Your task —
Look in the material below for the line with "Task: point to every instance of the water" and the line with "Task: point to every instance of the green", then set down exactly those two lines and all lines between, nothing more.

[Record extracts Boundary: Start]

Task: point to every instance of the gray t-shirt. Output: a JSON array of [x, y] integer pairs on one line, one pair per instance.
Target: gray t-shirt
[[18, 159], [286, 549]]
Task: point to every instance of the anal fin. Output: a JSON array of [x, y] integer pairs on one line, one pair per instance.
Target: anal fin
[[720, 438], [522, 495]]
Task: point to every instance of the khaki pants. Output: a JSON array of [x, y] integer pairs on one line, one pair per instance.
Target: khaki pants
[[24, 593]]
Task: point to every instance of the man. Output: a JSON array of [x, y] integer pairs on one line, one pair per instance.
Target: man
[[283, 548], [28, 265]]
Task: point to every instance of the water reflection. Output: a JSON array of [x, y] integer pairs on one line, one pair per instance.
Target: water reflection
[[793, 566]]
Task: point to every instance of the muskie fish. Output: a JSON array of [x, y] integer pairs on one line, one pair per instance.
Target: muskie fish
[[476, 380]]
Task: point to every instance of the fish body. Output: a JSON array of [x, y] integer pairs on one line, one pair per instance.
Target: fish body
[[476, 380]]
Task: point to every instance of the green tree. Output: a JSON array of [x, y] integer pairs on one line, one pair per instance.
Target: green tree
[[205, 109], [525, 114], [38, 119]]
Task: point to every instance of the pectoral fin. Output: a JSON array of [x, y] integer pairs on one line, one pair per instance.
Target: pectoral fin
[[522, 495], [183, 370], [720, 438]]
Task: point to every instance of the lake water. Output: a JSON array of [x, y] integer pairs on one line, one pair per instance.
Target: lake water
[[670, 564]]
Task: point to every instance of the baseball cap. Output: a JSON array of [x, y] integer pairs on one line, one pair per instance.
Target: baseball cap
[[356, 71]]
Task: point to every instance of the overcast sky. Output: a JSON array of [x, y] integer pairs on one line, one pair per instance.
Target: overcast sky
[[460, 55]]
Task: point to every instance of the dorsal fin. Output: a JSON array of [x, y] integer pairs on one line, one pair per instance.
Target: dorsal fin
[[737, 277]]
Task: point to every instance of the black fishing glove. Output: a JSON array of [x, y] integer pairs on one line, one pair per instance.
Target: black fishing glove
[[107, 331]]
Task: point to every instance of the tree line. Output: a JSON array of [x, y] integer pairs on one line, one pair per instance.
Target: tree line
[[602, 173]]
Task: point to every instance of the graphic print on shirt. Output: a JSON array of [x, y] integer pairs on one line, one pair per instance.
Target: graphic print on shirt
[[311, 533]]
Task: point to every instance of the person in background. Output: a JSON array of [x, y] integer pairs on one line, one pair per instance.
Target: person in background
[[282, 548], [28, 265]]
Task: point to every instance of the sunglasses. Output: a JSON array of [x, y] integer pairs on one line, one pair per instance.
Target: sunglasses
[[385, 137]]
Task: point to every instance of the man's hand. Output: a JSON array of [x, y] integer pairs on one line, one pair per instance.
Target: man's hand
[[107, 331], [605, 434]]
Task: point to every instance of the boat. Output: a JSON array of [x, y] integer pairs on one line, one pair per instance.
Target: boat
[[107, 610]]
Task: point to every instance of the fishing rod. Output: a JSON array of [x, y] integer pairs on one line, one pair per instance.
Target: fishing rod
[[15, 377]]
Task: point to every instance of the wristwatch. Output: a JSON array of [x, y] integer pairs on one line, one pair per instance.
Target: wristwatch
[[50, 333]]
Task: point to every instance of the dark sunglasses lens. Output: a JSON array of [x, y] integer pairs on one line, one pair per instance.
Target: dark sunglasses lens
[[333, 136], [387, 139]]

[Record extracts Boundary: End]

Your response —
Task: point to every instance of the water reflection. Output: a JSON array of [x, y] integer pairs on one line, one pair per instance.
Target: water reflection
[[793, 566]]
Task: point to every instance of the muskie fish. Output: a JSON array of [x, y] integer pairs on one line, one pair per instance.
Target: muskie fish
[[476, 380]]
Task: point to every instance of the fish body. Output: a JSON array of [x, y] integer pairs on one line, one pair per instance.
Target: fish body
[[476, 380]]
Task: point to every instance of the green tree. Output: a JSON array of [x, y] integer pairs on one line, one pair per instance.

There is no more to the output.